# [DIRECTIONS FOR THIS TASK]
Check each line of the listing below for the string "pixels", then copy every line that has it.

#####

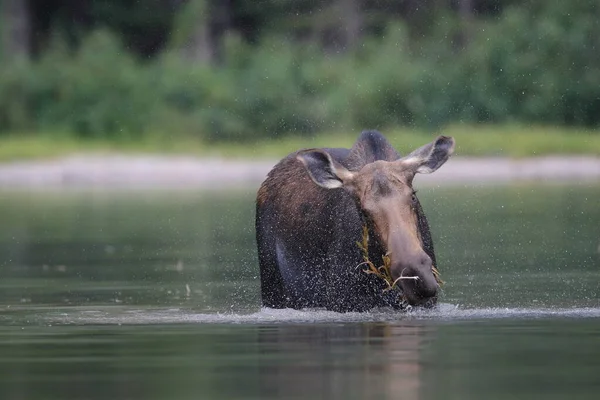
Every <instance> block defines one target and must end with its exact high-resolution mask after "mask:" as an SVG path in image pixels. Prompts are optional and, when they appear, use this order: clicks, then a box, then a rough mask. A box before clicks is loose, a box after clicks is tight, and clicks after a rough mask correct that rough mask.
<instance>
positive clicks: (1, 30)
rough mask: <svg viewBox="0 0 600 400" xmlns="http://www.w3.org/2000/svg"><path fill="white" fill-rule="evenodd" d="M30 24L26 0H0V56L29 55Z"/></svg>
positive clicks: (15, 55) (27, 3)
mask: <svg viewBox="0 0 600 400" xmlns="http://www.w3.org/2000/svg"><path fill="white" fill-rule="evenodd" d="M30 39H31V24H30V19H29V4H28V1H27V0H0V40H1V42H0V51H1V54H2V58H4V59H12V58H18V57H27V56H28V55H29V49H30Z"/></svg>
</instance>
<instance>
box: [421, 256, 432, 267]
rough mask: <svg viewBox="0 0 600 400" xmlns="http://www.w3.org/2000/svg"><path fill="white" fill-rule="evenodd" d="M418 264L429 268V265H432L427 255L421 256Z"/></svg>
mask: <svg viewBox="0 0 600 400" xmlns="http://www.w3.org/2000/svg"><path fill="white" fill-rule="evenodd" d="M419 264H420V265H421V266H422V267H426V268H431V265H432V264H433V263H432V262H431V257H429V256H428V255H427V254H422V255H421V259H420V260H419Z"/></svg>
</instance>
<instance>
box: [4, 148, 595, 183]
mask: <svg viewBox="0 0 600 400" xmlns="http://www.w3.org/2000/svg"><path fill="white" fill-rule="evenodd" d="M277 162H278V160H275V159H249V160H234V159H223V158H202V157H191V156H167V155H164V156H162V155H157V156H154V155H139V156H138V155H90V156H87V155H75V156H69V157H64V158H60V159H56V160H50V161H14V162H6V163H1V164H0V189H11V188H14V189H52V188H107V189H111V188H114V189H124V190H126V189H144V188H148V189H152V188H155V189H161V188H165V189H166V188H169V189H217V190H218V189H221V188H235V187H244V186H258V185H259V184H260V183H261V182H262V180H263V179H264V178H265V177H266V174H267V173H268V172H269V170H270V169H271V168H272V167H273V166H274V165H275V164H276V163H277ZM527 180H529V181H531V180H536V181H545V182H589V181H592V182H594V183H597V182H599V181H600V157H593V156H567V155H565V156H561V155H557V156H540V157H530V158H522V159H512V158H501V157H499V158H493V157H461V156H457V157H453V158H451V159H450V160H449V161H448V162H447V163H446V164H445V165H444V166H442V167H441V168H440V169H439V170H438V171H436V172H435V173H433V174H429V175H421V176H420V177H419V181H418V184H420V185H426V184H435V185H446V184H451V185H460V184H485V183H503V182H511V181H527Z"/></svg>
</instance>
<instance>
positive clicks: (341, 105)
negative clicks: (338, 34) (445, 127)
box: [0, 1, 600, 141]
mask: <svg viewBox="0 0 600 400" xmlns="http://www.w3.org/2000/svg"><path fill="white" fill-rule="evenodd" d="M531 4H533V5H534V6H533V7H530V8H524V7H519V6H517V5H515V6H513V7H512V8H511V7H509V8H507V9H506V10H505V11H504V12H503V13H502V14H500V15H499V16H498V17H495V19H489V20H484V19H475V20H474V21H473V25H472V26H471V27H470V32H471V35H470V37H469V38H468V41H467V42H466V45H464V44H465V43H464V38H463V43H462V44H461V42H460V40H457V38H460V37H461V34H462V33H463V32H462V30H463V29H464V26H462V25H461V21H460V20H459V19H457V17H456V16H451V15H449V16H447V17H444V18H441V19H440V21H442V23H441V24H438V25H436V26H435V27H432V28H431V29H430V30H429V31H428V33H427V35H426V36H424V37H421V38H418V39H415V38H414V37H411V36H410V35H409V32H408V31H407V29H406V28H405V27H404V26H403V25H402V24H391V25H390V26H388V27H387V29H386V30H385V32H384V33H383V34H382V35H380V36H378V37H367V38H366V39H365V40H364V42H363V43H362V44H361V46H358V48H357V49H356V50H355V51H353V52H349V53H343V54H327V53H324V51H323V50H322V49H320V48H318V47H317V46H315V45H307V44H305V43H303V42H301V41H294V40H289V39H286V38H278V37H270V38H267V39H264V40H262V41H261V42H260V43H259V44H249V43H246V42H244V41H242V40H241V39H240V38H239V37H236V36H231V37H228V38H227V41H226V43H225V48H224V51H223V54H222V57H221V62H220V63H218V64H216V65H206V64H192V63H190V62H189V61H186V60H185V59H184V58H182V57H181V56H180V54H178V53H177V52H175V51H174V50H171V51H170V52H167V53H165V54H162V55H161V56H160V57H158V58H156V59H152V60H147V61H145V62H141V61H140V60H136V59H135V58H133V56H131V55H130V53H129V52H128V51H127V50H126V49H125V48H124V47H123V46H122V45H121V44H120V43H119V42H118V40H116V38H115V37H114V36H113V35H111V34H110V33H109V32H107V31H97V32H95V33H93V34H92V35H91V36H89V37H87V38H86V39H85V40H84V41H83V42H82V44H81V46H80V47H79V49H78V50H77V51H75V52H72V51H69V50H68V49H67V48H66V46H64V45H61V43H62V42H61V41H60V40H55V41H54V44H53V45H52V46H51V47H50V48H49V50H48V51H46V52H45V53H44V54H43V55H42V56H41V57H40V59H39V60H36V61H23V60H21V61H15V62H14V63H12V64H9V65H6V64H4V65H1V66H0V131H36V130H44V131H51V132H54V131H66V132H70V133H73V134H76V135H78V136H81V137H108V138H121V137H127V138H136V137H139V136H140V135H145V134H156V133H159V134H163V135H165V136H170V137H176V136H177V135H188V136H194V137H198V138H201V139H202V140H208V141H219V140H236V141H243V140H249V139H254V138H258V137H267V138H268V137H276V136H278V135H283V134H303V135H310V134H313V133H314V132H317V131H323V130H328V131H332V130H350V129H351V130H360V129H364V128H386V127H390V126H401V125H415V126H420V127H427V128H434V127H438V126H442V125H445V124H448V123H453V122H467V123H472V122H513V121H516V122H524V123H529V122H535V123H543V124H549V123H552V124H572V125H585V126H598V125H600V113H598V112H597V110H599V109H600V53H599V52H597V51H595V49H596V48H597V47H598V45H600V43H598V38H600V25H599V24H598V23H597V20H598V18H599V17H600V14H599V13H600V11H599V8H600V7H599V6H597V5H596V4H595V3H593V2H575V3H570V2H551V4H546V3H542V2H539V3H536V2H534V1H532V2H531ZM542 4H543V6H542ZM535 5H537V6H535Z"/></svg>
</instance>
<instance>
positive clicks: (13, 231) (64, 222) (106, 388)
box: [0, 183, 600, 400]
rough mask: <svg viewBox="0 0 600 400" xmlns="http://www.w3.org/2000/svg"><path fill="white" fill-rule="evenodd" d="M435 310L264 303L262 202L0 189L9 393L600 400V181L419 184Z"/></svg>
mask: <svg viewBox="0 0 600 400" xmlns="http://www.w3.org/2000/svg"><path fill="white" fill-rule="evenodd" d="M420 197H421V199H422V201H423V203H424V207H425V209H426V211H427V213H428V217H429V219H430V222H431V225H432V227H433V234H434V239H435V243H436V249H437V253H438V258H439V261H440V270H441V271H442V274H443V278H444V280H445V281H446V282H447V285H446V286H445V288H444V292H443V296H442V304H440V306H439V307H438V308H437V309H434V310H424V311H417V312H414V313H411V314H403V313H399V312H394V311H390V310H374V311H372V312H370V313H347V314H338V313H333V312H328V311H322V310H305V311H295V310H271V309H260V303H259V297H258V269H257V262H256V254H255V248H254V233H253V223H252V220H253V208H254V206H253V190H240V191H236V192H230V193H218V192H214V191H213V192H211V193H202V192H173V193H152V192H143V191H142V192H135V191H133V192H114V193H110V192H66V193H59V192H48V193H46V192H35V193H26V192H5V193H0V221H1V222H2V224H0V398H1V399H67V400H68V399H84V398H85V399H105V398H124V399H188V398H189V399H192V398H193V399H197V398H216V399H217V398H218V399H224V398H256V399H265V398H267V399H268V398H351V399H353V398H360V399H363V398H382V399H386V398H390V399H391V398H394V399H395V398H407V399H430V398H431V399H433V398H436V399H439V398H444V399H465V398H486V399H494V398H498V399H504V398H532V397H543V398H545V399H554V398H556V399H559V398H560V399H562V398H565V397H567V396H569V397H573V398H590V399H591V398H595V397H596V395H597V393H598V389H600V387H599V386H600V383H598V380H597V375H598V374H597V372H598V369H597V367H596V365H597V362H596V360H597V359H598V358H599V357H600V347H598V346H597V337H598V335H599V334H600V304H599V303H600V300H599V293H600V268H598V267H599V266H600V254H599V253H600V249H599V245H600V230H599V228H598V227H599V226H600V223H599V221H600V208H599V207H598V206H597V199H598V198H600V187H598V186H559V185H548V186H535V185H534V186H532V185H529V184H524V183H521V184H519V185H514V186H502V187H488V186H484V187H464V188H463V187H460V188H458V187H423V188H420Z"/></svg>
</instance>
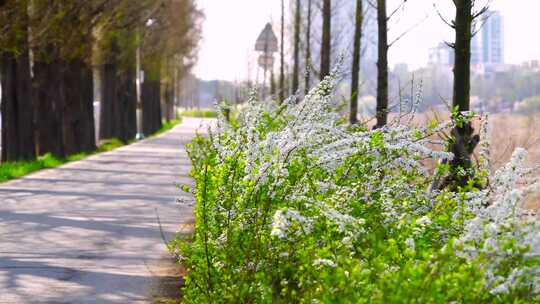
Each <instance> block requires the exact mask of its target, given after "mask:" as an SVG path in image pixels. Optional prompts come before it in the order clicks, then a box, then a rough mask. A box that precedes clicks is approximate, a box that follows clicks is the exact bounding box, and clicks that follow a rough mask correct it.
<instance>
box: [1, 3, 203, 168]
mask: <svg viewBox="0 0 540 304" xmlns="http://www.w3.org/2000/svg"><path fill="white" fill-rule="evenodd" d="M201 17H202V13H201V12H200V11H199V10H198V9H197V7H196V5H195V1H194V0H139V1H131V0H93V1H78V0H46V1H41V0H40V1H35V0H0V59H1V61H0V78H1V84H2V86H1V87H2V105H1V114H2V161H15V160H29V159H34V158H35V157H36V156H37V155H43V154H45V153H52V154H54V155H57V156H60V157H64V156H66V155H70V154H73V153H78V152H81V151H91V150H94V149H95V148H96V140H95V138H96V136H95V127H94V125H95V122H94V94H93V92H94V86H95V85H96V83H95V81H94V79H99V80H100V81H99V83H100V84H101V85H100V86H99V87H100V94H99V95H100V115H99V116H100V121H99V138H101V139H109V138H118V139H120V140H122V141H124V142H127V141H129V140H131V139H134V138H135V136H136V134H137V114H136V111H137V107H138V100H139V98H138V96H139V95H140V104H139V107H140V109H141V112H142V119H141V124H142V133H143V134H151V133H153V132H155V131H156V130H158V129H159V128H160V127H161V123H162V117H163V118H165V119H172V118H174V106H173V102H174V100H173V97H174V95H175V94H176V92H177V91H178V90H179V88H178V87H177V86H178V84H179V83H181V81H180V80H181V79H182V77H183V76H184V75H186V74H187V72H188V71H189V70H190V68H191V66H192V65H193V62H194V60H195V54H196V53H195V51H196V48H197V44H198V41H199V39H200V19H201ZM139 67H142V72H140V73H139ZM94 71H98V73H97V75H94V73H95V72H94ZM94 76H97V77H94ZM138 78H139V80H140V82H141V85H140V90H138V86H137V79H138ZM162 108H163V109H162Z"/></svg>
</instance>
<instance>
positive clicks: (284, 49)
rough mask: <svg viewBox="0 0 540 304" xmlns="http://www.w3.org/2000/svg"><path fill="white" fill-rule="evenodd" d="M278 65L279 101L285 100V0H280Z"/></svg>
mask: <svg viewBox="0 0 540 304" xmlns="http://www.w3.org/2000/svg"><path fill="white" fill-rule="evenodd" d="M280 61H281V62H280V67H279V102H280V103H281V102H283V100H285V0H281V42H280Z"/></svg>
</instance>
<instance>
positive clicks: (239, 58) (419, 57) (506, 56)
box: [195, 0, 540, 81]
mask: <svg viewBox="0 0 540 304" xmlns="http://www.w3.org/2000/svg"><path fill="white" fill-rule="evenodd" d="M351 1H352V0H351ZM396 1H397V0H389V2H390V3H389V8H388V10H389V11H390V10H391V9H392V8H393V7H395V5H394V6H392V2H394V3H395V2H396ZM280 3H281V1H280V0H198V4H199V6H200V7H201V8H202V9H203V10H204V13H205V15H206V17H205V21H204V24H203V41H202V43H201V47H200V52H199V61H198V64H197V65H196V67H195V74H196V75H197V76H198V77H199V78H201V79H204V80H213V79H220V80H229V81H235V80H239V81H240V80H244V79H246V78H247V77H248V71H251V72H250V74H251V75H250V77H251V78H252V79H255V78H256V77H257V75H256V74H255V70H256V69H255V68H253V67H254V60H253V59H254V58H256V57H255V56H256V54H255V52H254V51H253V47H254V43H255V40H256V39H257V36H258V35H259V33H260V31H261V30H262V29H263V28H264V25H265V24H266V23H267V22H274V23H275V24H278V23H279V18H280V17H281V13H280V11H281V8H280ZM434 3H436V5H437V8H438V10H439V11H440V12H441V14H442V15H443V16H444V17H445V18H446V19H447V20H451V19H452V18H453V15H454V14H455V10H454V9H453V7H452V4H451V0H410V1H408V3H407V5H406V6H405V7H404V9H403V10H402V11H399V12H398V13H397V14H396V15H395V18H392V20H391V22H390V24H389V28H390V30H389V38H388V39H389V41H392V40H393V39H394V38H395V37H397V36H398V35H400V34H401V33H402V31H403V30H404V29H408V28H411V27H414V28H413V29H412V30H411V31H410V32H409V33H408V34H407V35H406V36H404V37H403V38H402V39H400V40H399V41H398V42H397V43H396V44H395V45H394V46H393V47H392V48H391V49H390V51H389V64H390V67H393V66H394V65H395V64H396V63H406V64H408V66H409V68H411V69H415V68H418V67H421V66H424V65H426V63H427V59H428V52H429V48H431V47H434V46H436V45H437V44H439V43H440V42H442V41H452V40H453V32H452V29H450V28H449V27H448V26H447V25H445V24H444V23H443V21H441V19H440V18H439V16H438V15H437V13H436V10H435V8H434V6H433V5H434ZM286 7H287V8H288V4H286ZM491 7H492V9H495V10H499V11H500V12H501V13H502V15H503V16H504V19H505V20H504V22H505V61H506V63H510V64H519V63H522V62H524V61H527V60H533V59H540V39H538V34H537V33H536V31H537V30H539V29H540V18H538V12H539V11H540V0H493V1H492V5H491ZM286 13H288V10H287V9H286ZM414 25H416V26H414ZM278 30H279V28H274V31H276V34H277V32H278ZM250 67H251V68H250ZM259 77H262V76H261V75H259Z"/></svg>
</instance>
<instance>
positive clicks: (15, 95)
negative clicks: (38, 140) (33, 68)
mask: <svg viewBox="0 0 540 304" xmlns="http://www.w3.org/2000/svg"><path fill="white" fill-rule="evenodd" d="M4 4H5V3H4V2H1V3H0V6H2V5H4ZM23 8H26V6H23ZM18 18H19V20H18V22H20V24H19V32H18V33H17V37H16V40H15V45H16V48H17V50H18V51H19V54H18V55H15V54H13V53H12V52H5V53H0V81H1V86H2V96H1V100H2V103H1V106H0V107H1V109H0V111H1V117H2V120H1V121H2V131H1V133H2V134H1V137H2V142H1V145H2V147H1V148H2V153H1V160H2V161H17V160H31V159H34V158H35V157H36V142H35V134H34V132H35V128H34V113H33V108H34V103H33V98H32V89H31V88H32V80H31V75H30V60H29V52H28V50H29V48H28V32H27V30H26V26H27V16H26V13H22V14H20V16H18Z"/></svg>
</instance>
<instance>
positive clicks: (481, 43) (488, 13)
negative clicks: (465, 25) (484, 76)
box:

#####

# [WRITTEN ANSWER]
Every <instance> block defines one target and must end with its exact high-resolution mask after "mask:" as an SVG path in image pixels. Prompts are optional and, when they appear, use this order: clicks, then a box, then a rough mask. A box before clicks is loose, a box after clicks is tight, and clicks after a rough mask correct that rough mask.
Each <instance> block requires the exact mask of its target, given after "mask:" as an SVG path in image pixels. Optional prompts come before it in the order clicks, then a box, then a rough mask. A box that precedes clicks is approximate, a box that follows clicks is the exact bounding box, and clicks that follow a rough mask correct it.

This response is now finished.